Texto de leitura —
- - - - - - -

A envolvência do cidadão na transição energética no século XXI

Por Manuel Aires de Matos, Assistente de Investigação do Centro de Engenharia e Gestão Industrial (CEGI).

Desde a sangrenta revolução francesa, passando pelo Movimento dos Direitos Civis nos EUA, até à queda do muro de Berlim, no fim dos anos 80, a envolvência do cidadão teve sempre um papel fulcral na mudança social. Chegados ao século XXI, tudo parece estagnado no mundo ocidental. Se é certo que assistimos a novos movimentos sociais nos EUA, como o Black Lives Matter, a verdade é que este tipo de ações não tem nem a escala nem a envolvência das grandes mudanças sociais do passado. 

O mesmo ocorre em matéria de questões climáticas. Fridays for Future, movimento estudantil iniciado por Greta Thunberg, em 2018 – que consiste em faltar às aulas, às sextas-feiras, para participar em protestos contra as alterações climáticas – parece não ter conseguido atingir, até à data, os mesmos resultados de outros movimentos sociais, que marcaram o mundo no passado. Afetados pela pandemia, que se iniciou após pouco mais de um ano depois do início do movimento, este tenta retomar a sua ação nas ruas, num regresso à normalidade possível no mundo pós-pandemia. Mas, ao contrário de outras mudanças sociais, a crise climática parece ser um tema mais complexo do que muitos tentam fazer crer.

- - - - - - -

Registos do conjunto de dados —
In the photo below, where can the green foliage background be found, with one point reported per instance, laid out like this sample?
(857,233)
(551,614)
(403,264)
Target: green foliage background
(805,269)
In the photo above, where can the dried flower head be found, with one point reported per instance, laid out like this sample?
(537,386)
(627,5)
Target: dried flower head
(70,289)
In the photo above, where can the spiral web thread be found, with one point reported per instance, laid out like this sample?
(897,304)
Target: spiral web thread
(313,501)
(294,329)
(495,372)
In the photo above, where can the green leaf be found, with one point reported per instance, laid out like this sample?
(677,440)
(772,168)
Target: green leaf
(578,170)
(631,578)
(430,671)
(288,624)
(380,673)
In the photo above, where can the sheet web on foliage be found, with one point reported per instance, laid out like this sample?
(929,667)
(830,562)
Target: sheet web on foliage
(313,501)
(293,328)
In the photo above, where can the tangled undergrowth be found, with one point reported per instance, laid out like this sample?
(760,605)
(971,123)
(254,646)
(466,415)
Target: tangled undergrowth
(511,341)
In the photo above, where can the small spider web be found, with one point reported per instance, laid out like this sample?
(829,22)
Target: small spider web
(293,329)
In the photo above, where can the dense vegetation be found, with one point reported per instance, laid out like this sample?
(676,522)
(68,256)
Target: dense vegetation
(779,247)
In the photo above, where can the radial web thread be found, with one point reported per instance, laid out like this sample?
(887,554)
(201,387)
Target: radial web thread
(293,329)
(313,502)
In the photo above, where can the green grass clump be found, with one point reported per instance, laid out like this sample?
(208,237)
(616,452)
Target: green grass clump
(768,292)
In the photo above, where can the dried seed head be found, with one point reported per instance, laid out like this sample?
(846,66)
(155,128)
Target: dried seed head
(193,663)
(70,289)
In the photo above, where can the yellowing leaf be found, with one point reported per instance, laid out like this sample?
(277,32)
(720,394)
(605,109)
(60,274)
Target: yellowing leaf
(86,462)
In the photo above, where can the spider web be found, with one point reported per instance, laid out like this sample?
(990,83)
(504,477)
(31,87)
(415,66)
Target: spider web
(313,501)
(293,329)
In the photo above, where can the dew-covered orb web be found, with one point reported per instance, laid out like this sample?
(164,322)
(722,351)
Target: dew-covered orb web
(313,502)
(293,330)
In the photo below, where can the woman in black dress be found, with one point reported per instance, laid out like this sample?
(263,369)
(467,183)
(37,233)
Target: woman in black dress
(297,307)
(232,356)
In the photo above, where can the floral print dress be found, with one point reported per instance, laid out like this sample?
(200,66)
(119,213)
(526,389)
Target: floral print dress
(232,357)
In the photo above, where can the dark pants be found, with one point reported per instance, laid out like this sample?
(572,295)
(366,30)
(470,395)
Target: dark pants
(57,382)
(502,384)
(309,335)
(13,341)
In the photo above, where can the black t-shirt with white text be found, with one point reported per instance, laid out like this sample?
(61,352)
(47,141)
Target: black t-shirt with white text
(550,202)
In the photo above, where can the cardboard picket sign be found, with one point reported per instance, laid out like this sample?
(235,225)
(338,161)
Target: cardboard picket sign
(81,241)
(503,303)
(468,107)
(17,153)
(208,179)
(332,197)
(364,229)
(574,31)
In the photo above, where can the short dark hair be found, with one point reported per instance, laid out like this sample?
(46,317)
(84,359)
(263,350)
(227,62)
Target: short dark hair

- - - - - - -

Trabalho proposto —
1 – Reproduz do texto sobre a envolvência do cidadão na transição energética tudo o que vai desde "A envolvência do cidadão na" até "sociais do passado.".
2 – Prossegue o texto sobre a envolvência do cidadão na transição energética a partir do ponto em que termina.

Respostas por ordem —
1 –
A envolvência do cidadão na transição energética no século XXI

Por Manuel Aires de Matos, Assistente de Investigação do Centro de Engenharia e Gestão Industrial (CEGI).

Desde a sangrenta revolução francesa, passando pelo Movimento dos Direitos Civis nos EUA, até à queda do muro de Berlim, no fim dos anos 80, a envolvência do cidadão teve sempre um papel fulcral na mudança social. Chegados ao século XXI, tudo parece estagnado no mundo ocidental. Se é certo que assistimos a novos movimentos sociais nos EUA, como o Black Lives Matter, a verdade é que este tipo de ações não tem nem a escala nem a envolvência das grandes mudanças sociais do passado.

2 –
Desde logo, é necessário uma coordenação e um compromisso internacionais ao nível de políticas ambientais. Ao contrário de outros movimentos, que procuram introduzir uma mudança local – como o fim de um regime ditatorial ou a alteração de determinadas leis, consideradas injustas ou prepotentes – a questão ambiental é um problema global, relativamente ao qual todos teremos de contribuir para que exista uma mudança significativa. Apesar de constatarmos esforços e compromissos entre os países mais desenvolvidos – como o acordo para a neutralidade carbónica na União Europeia, até 2050 – existem sociedades que se encontram num crescimento económico exponencial, onde as alterações climáticas pouca relevância parecem ter. Vejamos o exemplo da China: além de ter o dobro da população combinada da UE e EUA (cerca de 1,5 mil milhões vs. 780 milhões), nos últimos 10 anos, o número de habitantes em zonas urbanas quase duplicou, cifrando-se atualmente num valor próximo de 900 milhões de pessoas. Este êxodo rural, consequência do aumento vertiginoso da classe média oriental, traduz-se inevitavelmente em maior consumo e, por conseguinte, mais emissões de carbono prejudiciais para o meio ambiente. 

Outro aspeto importante a realçar é o facto de a questão tecnológica não conseguir acompanhar esta tentativa de mudança social. Apesar de parte da população tentar impor a introdução de uma política de descarbonização rápida, a tecnologia associada quer à produção renovável, quer ao armazenamento de energia, parece ainda não ter atingido um nível de maturidade e competitividade que as fontes energéticas convencionais conseguem oferecer.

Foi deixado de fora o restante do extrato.